## Text segment
:::::
Re: Proposal: 6NF
Date: 14 Oct 2006 02:59:27 -0700
Message-ID: <1160819966.865052.123830_at_b28g2000cwb.googlegroups.com>
vc wrote:
> Jan Hidders wrote:
> > vc wrote:
> > > Jan Hidders wrote:
> > > > vc wrote:
> > > > >
> > > > > More interestingly, why bother with a trivial fact that Z may be
> > > > > [considered] a subset of R in whatever sense ?
> > > >
> > > > Because you want a simple formalization of subtyping a la Cardelli and
> > > > Wegner where subtyping coincides with being a subset. It means that the
> > > > meanig of the + operation in (a + b) can be considered independent of
> > > > the type of a and b.
> > >
> > > RIght, but my understanding of the OOP stuff leads me to believe that
> > > a subtype should '"inherit" its type operations. If so, assuming R is
> > > our base type, what do we do about division in Z (regarded as an R
> > > subtype) ;) ?
> >
> > Call it integer division to distinguish it from the real division? :-)
>
> Whatever you define as "integer division" cannot be claimed to be the
> division as understood in elementary arithmetic, as well as in abstract
> algebra, and therefore to be "inheritable" from R-division as I imagine
> it should be in the OOP sense of the word. In simpler terms, Z ain't
> a field while R is.
:::::
## Dataset items
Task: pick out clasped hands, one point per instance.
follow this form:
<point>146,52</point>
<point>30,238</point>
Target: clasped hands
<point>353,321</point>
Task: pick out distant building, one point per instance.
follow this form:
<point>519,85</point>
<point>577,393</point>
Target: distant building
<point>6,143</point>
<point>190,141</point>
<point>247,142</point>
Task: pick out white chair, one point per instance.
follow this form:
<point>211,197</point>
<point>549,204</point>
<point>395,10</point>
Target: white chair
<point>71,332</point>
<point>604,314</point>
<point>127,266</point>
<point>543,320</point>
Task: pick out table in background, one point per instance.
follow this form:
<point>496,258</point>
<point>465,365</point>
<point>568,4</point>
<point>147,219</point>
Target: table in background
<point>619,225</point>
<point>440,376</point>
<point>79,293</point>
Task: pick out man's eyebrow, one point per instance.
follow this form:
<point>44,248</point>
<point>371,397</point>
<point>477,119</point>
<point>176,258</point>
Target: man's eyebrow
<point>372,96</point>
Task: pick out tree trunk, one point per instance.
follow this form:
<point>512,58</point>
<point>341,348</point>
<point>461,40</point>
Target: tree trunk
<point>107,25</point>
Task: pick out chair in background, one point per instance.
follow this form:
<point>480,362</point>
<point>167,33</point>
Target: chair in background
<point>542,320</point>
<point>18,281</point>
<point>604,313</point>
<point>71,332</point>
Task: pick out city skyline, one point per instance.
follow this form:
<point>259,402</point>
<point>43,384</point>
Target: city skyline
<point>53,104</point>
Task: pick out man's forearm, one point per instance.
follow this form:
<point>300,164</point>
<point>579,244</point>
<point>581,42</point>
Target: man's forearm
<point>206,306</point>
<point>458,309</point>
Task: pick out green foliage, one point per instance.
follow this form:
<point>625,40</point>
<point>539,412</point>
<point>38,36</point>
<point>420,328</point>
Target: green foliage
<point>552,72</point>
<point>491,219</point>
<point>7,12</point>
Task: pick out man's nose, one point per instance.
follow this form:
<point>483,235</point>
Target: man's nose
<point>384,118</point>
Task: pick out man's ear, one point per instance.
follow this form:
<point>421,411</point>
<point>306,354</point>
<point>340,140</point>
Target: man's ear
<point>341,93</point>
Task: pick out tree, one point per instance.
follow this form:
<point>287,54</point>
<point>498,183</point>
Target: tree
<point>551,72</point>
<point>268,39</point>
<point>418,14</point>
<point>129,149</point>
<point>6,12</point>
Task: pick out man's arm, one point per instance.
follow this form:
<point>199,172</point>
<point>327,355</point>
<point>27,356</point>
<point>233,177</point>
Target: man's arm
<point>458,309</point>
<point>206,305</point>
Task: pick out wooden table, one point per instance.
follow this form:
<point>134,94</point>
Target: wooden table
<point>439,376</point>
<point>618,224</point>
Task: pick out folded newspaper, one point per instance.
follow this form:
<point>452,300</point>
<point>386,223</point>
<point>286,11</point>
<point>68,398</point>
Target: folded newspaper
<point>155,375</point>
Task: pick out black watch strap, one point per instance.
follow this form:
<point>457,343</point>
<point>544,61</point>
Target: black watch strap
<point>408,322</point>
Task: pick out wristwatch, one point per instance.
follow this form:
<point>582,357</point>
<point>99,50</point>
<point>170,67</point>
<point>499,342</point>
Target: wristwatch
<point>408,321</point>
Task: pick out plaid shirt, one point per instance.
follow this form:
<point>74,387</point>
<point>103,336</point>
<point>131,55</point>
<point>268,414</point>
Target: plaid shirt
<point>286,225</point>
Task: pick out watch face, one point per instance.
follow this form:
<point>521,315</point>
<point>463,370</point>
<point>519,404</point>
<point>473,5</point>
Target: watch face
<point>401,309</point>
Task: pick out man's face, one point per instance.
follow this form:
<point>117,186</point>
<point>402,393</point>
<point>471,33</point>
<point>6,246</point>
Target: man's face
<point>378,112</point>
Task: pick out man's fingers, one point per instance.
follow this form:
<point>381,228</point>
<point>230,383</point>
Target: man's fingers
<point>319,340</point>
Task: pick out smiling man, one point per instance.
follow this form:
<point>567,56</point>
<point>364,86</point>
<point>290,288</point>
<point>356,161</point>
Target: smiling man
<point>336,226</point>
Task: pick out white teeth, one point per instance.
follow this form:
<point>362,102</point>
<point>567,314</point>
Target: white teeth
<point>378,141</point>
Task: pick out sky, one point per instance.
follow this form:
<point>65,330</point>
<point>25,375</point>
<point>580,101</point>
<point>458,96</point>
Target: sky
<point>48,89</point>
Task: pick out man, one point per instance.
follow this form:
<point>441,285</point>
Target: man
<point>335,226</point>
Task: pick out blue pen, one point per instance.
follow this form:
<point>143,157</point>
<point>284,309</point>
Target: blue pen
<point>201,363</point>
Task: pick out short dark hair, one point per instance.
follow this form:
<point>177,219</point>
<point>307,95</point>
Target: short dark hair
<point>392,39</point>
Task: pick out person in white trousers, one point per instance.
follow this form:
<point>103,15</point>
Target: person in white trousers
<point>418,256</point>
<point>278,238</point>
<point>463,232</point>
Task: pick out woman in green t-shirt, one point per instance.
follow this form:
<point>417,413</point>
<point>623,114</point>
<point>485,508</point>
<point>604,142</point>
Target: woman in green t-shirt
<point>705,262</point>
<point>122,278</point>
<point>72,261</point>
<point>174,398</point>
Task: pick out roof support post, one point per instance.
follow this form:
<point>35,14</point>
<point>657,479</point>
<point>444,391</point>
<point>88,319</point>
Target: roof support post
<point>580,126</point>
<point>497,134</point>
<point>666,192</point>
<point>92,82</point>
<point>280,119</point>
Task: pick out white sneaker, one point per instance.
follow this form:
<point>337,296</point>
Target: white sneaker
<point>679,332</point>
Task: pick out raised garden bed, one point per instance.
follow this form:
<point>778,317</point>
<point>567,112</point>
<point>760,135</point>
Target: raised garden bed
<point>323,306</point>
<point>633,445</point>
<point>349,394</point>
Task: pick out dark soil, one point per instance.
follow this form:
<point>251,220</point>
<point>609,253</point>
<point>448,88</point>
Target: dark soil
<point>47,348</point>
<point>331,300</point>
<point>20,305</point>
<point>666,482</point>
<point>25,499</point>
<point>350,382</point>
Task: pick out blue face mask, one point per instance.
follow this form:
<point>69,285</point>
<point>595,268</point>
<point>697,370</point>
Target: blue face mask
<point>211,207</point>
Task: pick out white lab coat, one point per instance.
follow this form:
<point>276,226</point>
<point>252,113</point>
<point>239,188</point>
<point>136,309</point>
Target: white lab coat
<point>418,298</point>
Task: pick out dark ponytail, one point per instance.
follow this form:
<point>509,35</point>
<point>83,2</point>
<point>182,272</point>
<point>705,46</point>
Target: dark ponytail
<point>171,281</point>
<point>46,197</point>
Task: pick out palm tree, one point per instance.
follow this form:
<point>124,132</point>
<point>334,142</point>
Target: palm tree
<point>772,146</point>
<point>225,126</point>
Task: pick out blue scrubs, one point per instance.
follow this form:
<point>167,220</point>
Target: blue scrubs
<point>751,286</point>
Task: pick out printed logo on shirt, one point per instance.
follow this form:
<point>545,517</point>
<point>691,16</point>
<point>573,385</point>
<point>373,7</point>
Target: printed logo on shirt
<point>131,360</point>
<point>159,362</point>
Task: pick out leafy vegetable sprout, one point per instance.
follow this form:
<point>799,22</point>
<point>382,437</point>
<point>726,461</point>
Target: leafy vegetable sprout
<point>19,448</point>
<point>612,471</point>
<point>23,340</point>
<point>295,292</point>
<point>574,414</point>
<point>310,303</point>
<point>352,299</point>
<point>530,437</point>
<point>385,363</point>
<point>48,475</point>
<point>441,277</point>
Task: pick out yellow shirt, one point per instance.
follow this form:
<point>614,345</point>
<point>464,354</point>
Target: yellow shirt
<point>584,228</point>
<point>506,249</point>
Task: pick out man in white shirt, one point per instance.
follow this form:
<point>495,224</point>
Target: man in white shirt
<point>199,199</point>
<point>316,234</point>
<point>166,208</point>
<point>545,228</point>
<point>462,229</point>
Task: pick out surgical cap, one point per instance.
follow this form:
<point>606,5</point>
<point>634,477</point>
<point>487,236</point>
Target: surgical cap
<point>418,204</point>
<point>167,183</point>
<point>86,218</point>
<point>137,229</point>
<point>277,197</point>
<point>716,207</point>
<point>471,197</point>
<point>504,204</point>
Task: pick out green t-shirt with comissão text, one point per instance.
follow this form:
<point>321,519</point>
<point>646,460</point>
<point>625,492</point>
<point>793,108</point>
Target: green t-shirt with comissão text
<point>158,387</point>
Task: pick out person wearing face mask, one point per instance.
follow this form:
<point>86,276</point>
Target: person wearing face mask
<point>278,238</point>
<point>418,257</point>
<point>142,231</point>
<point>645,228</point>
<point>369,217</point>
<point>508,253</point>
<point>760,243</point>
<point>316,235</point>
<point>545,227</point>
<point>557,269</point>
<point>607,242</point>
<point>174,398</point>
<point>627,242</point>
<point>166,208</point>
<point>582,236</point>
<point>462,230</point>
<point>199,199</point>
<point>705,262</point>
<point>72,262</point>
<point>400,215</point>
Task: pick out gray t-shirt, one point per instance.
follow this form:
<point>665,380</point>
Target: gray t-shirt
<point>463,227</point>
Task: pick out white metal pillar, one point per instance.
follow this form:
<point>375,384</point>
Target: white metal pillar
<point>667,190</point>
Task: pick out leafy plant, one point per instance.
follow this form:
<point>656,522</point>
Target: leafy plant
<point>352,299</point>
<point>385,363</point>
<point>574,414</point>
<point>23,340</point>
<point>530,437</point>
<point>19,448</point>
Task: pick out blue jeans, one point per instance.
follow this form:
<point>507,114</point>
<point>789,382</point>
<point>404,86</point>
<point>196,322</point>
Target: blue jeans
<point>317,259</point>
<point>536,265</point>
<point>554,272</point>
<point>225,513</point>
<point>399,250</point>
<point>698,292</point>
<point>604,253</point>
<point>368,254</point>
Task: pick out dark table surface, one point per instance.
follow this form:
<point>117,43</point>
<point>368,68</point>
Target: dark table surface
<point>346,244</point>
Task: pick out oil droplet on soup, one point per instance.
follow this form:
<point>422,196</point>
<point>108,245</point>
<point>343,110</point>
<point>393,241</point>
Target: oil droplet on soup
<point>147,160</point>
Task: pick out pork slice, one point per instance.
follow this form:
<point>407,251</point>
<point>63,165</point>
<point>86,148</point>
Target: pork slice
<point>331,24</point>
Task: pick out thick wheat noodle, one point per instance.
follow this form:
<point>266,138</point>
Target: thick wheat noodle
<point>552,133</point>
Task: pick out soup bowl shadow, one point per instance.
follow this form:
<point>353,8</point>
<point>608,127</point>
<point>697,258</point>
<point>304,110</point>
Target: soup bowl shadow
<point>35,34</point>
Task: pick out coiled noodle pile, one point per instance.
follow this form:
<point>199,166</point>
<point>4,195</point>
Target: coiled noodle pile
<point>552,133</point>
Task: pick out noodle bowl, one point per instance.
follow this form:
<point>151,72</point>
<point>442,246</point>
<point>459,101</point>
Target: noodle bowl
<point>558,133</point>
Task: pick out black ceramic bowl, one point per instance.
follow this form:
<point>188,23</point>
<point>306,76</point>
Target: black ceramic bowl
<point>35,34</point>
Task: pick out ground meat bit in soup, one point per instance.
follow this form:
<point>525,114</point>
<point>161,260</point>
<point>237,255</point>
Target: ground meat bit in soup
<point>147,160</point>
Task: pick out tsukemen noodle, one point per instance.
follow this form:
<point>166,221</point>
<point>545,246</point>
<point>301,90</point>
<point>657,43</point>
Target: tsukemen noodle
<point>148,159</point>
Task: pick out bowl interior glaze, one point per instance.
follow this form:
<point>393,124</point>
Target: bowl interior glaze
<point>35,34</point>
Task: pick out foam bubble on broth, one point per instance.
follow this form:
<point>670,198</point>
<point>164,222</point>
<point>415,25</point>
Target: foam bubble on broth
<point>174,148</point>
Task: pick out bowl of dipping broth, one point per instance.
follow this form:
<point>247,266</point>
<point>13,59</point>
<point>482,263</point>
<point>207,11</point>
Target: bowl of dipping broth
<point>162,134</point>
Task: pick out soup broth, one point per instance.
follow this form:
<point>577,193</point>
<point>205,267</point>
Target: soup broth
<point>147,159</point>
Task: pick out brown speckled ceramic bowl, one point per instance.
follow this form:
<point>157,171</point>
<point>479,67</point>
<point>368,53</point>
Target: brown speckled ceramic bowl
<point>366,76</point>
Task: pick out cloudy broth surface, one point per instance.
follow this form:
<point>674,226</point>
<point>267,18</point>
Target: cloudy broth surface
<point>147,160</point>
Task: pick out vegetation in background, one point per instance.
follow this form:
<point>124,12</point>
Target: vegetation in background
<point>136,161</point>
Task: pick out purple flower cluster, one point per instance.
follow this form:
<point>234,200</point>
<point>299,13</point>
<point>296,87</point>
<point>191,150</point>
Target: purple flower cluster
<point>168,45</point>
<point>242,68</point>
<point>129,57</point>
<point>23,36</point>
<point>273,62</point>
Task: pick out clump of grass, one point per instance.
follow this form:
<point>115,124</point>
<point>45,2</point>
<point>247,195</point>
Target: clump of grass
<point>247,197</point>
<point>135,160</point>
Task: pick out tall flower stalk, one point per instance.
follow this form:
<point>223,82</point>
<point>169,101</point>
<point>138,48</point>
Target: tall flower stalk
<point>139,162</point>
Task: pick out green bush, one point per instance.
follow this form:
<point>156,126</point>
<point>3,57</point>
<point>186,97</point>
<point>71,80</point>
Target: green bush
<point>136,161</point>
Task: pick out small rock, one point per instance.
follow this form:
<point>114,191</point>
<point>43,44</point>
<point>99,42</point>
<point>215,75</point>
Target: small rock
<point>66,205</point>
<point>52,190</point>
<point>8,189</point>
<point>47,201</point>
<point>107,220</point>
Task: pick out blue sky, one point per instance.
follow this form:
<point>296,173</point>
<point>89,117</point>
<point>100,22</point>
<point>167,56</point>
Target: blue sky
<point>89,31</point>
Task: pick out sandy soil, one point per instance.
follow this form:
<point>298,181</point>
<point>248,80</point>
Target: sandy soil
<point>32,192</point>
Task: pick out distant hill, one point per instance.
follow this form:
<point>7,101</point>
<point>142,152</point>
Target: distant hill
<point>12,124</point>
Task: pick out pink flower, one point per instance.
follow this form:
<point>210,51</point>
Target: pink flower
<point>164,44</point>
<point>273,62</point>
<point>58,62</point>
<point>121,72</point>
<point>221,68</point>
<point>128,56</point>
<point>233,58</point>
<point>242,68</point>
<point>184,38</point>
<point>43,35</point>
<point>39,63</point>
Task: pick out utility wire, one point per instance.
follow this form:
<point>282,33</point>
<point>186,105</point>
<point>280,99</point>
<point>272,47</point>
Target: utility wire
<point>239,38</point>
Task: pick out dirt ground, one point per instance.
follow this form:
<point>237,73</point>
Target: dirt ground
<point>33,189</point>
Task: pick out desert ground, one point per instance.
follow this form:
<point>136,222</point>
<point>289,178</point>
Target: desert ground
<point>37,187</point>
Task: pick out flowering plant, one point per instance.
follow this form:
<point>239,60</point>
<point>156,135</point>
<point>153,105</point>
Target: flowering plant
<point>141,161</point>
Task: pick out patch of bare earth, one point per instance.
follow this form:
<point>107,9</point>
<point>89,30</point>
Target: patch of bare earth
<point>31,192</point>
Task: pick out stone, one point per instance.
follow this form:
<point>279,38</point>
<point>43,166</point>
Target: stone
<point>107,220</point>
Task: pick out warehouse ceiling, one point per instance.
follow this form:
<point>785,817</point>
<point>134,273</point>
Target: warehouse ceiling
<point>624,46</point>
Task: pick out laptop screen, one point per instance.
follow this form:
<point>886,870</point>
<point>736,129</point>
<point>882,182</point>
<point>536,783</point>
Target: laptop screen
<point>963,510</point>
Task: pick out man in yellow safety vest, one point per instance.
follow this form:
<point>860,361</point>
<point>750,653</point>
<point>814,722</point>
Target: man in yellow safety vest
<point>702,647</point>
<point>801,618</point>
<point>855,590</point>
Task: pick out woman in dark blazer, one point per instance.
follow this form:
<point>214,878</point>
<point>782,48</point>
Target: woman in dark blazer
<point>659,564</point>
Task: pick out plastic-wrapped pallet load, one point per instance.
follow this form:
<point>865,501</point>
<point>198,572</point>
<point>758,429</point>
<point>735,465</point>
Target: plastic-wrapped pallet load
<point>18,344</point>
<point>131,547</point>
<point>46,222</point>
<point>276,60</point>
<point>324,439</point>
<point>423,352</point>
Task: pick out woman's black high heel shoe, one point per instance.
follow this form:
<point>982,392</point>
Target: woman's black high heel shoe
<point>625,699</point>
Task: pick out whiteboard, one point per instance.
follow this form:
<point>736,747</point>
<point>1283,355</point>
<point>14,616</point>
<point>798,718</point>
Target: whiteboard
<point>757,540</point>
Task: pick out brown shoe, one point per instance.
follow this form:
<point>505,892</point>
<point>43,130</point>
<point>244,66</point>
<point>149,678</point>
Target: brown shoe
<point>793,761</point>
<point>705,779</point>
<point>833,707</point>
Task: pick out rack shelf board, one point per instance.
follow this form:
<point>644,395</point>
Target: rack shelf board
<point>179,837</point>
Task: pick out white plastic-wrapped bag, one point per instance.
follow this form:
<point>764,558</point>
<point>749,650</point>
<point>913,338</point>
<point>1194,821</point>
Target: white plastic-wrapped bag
:::::
## Things to do
1 – Answer these questions about the 6NF newsgroup thread:
(a) Whose formalization of subtyping is named as the model, in which subtyping coincides with being a subset?
(b) What name is suggested for division in Z to set it apart from real division?
(c) In the last quoted reply, which of Z and R is said to be a field?
2 – Reproduce the part of the 6NF newsgroup thread starting at "Re: Proposal: 6NF" and ending at "whatever sense ?".
3 – Resume the 6NF newsgroup thread after its last line.

## Responses
1 –
(a) Cardelli and Wegner's
(b) Integer division
(c) R

2 –
Re: Proposal: 6NF
Date: 14 Oct 2006 02:59:27 -0700
Message-ID: <1160819966.865052.123830_at_b28g2000cwb.googlegroups.com>
vc wrote:
> Jan Hidders wrote:
> > vc wrote:
> > > Jan Hidders wrote:
> > > > vc wrote:
> > > > >
> > > > > More interestingly, why bother with a trivial fact that Z may be
> > > > > [considered] a subset of R in whatever sense ?

3 –
Ah, right, I see your problem. Your reasoning is: (1) there is a division for R and (2) Z is a subtype of R so (3) there must be some inherited division for Z, but (4) Z is not closed under division. What gives?
Why is that so? In order to allow Z to be a subtype of R in a database universe we only need to be able to injectively map the elements of Z to elements of R such that it is a homomorphism for presumed identical operations. The latter means for example that if f : Z -> R is the mapping and +_R the real addition and +_Z the integer addtion then it should hold that f(a) +_R f(b) = f(a +Z b). Why is that sufficient? If this holds then we can define a two-sorted algebra that combines the two algebras and their operations such that Z is subset of R. You see that the division for R can then also be used for Z since it has type RxR->R and Z is a subset of R. So, in that sense, it is then "inherited" by Z.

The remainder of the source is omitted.